• **Records for this exercise**
((
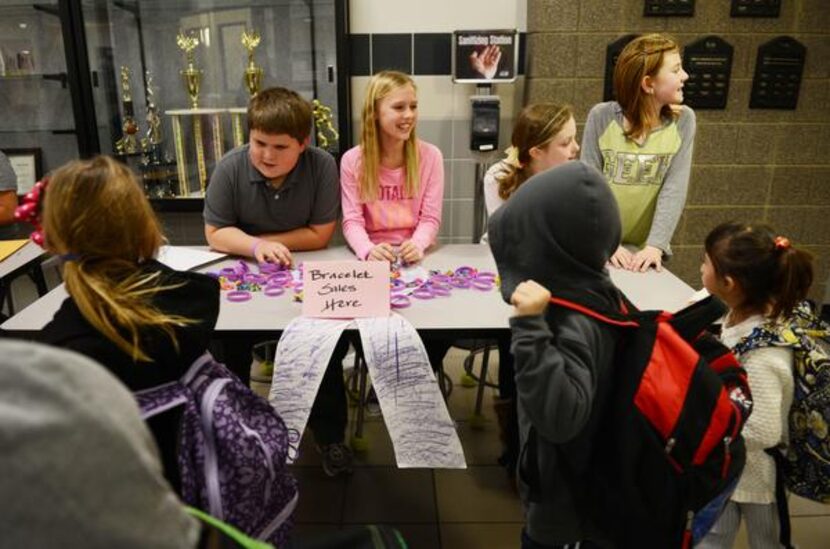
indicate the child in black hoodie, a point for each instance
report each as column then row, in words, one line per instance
column 555, row 236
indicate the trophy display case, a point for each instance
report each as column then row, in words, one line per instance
column 172, row 80
column 33, row 74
))
• **The task**
Restate it all word for word: every record, no pictures.

• **Response to this exercise**
indicate the child in black hoodie, a point for each instance
report each as column then row, in words, one line per instance
column 555, row 236
indicate the trophy display case, a point for each instance
report each as column then row, in words, one line per instance
column 172, row 80
column 33, row 74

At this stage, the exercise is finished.